§ Textabschnitt

════

Neal Stephenson
SNOW CRASH:
(Snow Crash, 1992)

Im neuen Jahrtausend wird die Pizza von der Mafia geliefert, garantiert innerhalb von 30 Minuten, sonst können Sie den Mann vom Lieferservice erschießen und sein hochgerüstetes Auto behalten. Und Onkel Enzo schaut höchstpersönlich vorbei, um sich bei Ihnen zu entschuldigen. Denn eine Pizzalieferung innerhalb von 30 Minuten ist wichtig in einem Land, in dem sonst nicht mehr viel funktioniert.

════

§ Bilder zur Objektlokalisierung
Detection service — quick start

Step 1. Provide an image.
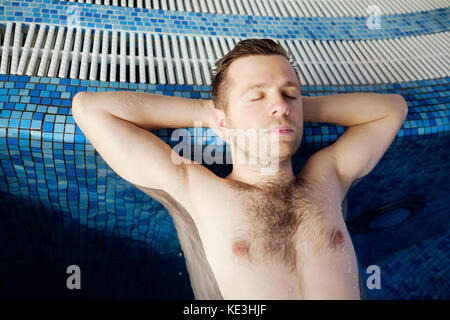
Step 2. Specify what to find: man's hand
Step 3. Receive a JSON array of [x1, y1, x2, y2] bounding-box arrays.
[[202, 100, 220, 137]]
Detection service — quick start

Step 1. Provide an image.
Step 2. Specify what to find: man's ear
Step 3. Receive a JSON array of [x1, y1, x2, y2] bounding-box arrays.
[[211, 109, 230, 143]]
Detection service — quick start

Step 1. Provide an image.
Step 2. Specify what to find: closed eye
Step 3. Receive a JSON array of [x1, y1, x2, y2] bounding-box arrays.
[[250, 94, 297, 101]]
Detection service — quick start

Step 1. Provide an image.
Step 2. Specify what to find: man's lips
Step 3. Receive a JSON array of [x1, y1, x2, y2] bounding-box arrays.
[[268, 126, 294, 134]]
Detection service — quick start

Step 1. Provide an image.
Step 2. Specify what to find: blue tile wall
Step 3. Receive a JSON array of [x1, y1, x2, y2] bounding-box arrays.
[[0, 0, 450, 40]]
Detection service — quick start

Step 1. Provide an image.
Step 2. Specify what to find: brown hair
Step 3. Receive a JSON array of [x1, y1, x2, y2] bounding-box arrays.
[[211, 38, 300, 113]]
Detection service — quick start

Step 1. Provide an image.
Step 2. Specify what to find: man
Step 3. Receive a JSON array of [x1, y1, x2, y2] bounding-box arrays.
[[72, 39, 408, 299]]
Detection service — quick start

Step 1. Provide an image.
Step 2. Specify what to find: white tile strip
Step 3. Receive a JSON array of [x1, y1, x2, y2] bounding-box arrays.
[[0, 21, 450, 85]]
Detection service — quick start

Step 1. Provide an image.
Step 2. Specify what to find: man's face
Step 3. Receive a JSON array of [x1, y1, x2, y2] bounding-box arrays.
[[227, 55, 303, 161]]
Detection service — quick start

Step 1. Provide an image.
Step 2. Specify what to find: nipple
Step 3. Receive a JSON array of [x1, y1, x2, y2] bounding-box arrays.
[[232, 240, 249, 257], [332, 230, 344, 247]]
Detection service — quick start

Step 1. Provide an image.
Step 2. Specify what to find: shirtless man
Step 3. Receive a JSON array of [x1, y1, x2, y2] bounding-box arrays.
[[72, 39, 408, 299]]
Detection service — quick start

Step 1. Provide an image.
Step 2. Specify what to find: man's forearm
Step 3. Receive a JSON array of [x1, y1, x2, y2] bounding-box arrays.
[[73, 91, 212, 130], [303, 93, 407, 126]]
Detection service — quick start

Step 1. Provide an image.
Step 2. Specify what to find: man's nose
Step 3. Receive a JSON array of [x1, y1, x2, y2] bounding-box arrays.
[[269, 93, 289, 116]]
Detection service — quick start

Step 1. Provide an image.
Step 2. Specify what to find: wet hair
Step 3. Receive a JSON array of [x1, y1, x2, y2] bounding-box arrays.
[[211, 38, 300, 113]]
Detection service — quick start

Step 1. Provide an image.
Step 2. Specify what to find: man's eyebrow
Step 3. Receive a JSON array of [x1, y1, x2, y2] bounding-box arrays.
[[244, 81, 300, 91]]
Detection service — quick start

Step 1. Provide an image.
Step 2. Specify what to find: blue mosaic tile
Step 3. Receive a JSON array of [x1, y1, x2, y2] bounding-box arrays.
[[3, 0, 450, 40]]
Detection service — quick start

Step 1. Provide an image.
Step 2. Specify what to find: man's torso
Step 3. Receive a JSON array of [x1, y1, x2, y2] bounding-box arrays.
[[135, 169, 360, 299]]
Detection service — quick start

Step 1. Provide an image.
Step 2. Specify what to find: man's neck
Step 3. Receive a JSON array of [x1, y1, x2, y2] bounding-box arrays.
[[225, 159, 295, 186]]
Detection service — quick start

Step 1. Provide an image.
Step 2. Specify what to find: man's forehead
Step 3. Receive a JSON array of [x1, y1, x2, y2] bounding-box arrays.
[[243, 80, 300, 91]]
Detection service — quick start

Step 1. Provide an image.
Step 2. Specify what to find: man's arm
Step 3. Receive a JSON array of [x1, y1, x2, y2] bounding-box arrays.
[[303, 93, 408, 200], [72, 91, 212, 208]]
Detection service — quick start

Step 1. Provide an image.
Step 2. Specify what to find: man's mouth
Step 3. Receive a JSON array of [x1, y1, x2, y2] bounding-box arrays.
[[268, 126, 294, 135]]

════

§ Erforderliche Schritte
1) Innerhalb welcher Frist wird die Pizza laut Textabschnitt garantiert geliefert?
2) Den Textabschnitt von „Neal Stephenson“ bis „mehr viel funktioniert.“ wörtlich wiedergeben.
Die Datensätze sind hierfür ohne Belang.

§ Lösungen je Aufgabe
1) Innerhalb von 30 Minuten.

2)
Neal Stephenson
SNOW CRASH:
(Snow Crash, 1992)

Im neuen Jahrtausend wird die Pizza von der Mafia geliefert, garantiert innerhalb von 30 Minuten, sonst können Sie den Mann vom Lieferservice erschießen und sein hochgerüstetes Auto behalten. Und Onkel Enzo schaut höchstpersönlich vorbei, um sich bei Ihnen zu entschuldigen. Denn eine Pizzalieferung innerhalb von 30 Minuten ist wichtig in einem Land, in dem sonst nicht mehr viel funktioniert.